= Request =
From the items below, pick out every line that contains the word "shaft" and copy each of those lines in full.
___ Records for processing
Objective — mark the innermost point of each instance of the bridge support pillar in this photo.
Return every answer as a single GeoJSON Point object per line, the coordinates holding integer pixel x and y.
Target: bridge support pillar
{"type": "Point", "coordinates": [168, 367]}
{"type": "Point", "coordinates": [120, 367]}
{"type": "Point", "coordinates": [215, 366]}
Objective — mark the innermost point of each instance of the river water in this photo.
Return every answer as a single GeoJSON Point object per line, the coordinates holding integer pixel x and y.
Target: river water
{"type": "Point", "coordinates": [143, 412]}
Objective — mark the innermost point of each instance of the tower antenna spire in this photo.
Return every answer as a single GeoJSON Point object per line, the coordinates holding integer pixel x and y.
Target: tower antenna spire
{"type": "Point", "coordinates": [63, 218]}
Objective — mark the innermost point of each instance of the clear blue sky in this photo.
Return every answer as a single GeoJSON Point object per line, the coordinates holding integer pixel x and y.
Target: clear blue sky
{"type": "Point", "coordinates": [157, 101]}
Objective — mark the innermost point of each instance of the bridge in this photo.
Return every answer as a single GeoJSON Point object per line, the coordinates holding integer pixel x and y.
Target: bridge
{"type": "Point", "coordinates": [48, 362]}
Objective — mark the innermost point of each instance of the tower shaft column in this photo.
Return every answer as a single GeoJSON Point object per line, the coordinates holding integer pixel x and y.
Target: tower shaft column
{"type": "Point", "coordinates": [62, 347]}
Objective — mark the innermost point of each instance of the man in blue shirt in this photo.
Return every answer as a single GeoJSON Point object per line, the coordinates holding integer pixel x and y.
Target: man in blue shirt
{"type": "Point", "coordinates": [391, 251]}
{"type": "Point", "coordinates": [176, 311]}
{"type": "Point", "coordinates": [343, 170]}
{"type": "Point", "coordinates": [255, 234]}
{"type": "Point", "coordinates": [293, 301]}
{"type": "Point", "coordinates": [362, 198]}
______
___ Records for processing
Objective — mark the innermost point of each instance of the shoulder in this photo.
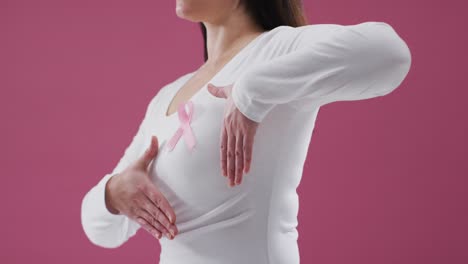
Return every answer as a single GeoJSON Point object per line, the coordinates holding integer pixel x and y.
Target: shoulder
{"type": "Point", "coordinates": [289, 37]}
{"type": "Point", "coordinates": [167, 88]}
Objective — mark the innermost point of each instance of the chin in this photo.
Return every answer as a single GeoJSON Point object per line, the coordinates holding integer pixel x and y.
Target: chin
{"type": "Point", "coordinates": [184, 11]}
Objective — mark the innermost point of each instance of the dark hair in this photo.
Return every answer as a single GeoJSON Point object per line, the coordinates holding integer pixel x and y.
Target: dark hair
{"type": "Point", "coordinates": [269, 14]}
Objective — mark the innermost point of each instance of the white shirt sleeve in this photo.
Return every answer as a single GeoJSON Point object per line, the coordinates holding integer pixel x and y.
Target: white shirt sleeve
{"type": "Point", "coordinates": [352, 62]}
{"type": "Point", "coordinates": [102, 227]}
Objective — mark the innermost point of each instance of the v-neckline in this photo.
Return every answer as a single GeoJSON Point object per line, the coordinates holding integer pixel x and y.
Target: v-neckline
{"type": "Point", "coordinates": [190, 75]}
______
= Correct response =
Objective — mark the innermost point of each instance of the tower shaft column in this photo.
Target: tower shaft column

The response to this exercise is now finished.